-- PROMPT --
Identical copies of all the records below are needed.

-- DATA RECORDS --

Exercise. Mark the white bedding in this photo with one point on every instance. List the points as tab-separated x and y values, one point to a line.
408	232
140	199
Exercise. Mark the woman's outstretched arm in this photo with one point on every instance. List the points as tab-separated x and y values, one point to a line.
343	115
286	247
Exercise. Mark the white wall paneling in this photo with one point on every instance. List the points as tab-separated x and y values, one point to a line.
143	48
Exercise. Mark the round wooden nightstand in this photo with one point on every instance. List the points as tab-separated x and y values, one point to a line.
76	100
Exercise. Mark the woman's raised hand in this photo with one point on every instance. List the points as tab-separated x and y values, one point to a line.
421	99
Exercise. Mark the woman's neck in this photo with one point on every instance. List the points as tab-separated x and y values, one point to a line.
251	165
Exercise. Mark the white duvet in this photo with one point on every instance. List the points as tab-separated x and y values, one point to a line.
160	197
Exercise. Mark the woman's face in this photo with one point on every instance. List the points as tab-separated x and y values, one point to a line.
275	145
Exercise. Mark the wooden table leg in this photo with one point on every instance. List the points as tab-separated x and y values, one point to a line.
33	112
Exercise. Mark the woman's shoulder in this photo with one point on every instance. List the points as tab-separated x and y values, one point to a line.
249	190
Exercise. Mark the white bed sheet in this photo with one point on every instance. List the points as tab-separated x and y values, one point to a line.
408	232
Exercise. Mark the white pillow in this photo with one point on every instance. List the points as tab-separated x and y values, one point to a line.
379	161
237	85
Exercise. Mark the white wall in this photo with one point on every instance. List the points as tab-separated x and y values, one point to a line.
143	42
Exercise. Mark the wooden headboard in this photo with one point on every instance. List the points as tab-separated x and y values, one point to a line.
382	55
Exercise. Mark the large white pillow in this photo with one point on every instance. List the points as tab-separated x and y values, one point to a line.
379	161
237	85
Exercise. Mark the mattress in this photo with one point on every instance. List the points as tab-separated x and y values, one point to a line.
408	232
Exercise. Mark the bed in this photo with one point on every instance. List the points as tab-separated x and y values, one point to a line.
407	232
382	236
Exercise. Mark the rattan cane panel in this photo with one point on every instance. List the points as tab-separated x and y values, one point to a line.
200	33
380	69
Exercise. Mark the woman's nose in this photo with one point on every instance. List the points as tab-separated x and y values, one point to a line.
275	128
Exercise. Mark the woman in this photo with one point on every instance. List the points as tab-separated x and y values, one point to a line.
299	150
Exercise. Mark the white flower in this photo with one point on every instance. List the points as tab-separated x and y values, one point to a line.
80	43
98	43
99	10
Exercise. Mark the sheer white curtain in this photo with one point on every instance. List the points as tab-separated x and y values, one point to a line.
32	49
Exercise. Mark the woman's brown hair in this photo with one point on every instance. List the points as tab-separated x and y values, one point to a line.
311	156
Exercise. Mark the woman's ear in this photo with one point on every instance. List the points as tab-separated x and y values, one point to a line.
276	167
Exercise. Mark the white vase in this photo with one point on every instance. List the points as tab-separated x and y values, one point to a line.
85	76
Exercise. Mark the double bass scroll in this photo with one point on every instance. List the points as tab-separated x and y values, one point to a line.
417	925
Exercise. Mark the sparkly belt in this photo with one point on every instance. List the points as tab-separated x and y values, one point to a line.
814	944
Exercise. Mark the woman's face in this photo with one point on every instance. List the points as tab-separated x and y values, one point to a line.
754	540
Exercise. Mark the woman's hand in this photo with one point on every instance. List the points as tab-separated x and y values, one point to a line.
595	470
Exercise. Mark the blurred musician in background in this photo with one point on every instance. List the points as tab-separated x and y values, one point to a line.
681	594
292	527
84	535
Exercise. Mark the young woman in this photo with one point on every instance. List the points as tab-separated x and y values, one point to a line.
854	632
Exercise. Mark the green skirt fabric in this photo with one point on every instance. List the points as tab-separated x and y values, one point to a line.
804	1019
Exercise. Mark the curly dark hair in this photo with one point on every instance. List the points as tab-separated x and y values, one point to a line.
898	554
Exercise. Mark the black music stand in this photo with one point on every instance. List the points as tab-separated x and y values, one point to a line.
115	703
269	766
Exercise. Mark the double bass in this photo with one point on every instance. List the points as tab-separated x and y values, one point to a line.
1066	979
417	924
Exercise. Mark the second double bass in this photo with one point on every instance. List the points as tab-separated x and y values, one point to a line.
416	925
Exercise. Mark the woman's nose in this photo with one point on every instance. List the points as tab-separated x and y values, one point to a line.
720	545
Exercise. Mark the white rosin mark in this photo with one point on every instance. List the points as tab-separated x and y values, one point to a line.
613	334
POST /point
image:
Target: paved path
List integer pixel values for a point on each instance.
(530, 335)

-- YOUR SOLUTION --
Exercise. Mark the white bedding in this photo with one point on every instance. List the points as tab-separated x and y values, one point to a line.
408	232
140	199
Exercise. Mark the woman's outstretched arm in this photo with one point on every instance. List the points as tab-separated x and y values, one point to a line.
343	115
286	247
Exercise. Mark the white wall paneling in this photo with one point on every instance. List the points as tab-separated x and y values, one point to a line.
143	48
Exercise. Mark the round wooden nightstand in this photo with one point on every instance. List the points as tab-separated x and y values, one point to a line.
76	100
Exercise. Mark the woman's raised hand in this photo with one point on every instance. List the points as tab-separated x and y values, one point to a line.
421	99
Exercise. Mark the woman's neck in this photo with one point on every instance. List the points as tab-separated x and y values, one point to a line.
251	165
Exercise. Mark the white duvet in this photo with one point on every instance. List the points as tab-separated x and y values, one point to a line.
160	197
Exercise. Mark the woman's face in this photo with one point on every instance. List the points as tab-separated x and y values, one point to a line.
275	145
Exercise. Mark the wooden table leg in this photo with one point on every instance. List the points as tab-separated x and y values, one point to a line.
33	112
Exercise. Mark the woman's shoulder in this photo with one point on every instance. List the points as tab-separated x and y values, one point to a line.
249	190
Exercise. Mark the white bed sheet in this photo with one point on every instance. List the points as tab-separated x and y values, one point to a line.
408	232
Exercise. Mark the white pillow in this photo with one point on every instance. List the points as tab-separated x and y values, one point to a line.
379	161
237	85
Exercise. Mark the white wall in this photo with one point on every instance. List the points as tab-separated x and y values, one point to a line.
143	42
Exercise. Mark the wooden headboard in this photo with one point on every instance. List the points as tab-separated x and y values, one point to a line.
382	55
Exercise. Mark the large white pillow in this photo with one point on every instance. List the points as tab-separated x and y values, one point to a line.
379	161
237	85
Exercise. Mark the mattress in this photo with one point on every instance. List the points as tab-separated x and y values, one point to a line.
408	232
Exercise. Mark the bed in this photo with one point on every instance. List the points as tab-separated x and y values, one point to a line.
407	232
382	236
Exercise. Mark the rattan cane panel in this photo with one point on every instance. List the points as tab-separated x and y values, one point to a line.
200	33
380	69
Exercise. Mark the woman's nose in this photo with one point on every instance. List the points as tab-separated x and y values, one point to a line.
275	128
Exercise. Mark the woman in this photo with one point on every instance. List the points as tab-separated x and y values, one point to a line.
299	150
Exercise. Mark the white flower in this photo with one point on every instance. List the points as tab-separated x and y values, one point to a line.
80	43
98	43
99	10
Exercise. Mark the sheer white curtain in this photo with one point on every instance. List the points as tab-separated x and y values, one point to a line.
32	49
Exercise. Mark the woman's brown hair in this photo with one point on every instance. List the points as tab-separated x and y values, one point to a line.
311	156
Exercise. Mark the woman's ear in this photo with one point on every instance. List the points as tab-separated x and y values, one point to a line.
276	167
Exercise. Mark the white vase in this photo with one point on every instance. List the points as tab-separated x and y values, one point to a line.
85	76
Exercise. Mark the double bass scroll in this photo with one point on every instance. List the points as tab-separated x and y values, one point to a line.
417	925
Exercise. Mark the sparkly belt in this photo with one point on every instance. List the points as tab-separated x and y values, one point to a line.
814	944
Exercise. Mark the woman's face in this photo with one point on every instance. List the points as tab-separated x and y values, one point to a line.
754	540
Exercise. Mark the woman's hand in this photo with one point on every instance. List the points as tab-separated x and y values, one point to a line.
595	470
Exercise. Mark the blurred musician in background in this photo with one point on every instance. List the points as tab-separated x and y values, one point to a line.
681	594
292	527
84	535
Exercise. Mark the young woman in this photo with one point on every instance. List the points as tab-separated x and y values, one point to a line.
854	632
Exercise. Mark the green skirt fabric in this photo with one point on every instance. List the points as tab-separated x and y values, one point to a line.
804	1019
Exercise. Mark the curly dark hair in this photo with one point on every instance. List the points as tab-separated x and y values, one point to a line.
898	554
Exercise. Mark the black music stand in this photo with one point on every instance. List the points as tab-separated x and y values, one point to a line.
115	703
269	766
Exercise. Mark the double bass in this photo with one point on every instance. List the points as tab-separated x and y values, one point to a line.
1066	979
417	924
Exercise. Mark the second double bass in this photo with one point on every instance. List the points as tab-separated x and y values, one point to a line.
416	925
Exercise. Mark the woman's nose in this photo with one point on every instance. List the points as tab-separated x and y values, one point to a line.
720	545
Exercise. Mark the white rosin mark in this photo with one point on every instance. List the points as tab-separated x and y values, one point to a line.
613	334
POST /point
image:
Target: paved path
List integer pixel values for a point on each instance.
(530, 335)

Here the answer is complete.